Supplied data =>
####
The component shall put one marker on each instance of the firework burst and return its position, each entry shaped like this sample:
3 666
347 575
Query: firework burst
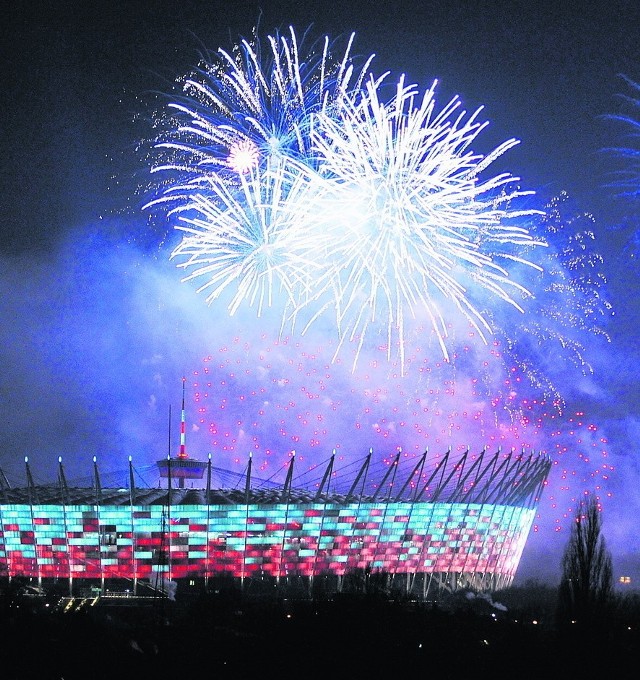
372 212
####
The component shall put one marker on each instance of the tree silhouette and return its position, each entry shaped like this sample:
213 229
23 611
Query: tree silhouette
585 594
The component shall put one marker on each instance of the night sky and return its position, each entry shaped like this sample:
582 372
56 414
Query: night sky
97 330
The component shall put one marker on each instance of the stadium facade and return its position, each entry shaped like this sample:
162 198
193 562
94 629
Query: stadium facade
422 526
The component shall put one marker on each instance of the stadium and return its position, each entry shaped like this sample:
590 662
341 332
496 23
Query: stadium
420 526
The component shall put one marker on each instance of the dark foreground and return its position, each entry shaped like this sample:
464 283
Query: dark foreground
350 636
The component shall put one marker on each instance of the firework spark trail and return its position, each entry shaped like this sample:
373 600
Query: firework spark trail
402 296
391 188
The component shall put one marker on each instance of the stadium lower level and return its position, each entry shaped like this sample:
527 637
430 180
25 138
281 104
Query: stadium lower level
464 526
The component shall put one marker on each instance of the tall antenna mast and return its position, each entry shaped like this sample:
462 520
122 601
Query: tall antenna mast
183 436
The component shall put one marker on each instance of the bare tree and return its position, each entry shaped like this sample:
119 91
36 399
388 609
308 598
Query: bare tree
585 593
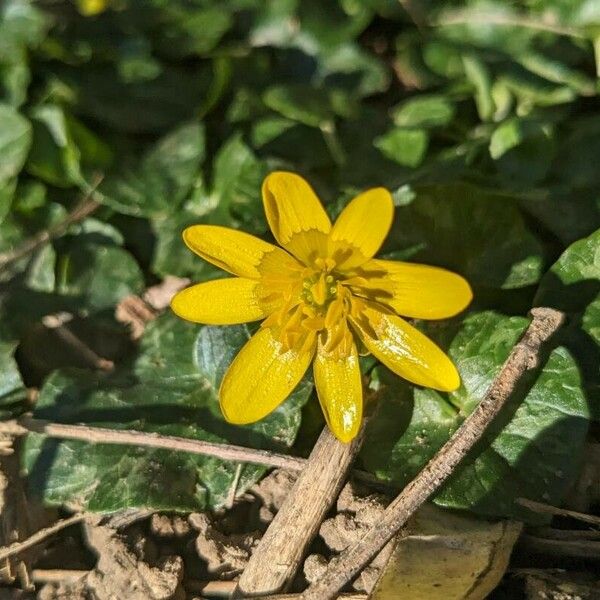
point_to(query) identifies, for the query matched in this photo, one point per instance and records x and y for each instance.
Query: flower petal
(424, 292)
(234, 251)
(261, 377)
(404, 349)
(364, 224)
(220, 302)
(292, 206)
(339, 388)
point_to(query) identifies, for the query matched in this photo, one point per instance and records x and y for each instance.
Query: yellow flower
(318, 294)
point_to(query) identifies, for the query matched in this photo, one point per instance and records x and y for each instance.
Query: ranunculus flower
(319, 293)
####
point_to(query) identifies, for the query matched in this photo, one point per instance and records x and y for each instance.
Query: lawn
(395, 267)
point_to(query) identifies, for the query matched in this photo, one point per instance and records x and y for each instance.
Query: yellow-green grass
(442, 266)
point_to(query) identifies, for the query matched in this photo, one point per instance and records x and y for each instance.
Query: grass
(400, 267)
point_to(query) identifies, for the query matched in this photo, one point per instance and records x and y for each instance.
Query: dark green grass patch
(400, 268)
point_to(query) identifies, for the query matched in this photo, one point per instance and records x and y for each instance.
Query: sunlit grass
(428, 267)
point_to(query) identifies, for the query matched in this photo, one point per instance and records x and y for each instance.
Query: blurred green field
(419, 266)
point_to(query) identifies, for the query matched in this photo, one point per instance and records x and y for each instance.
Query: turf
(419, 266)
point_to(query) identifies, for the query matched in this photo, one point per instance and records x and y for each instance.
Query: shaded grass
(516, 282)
####
Exercise => Scan the records for lines with the word "shaped". Report how many, with no other words.

Answer to this exercise => 10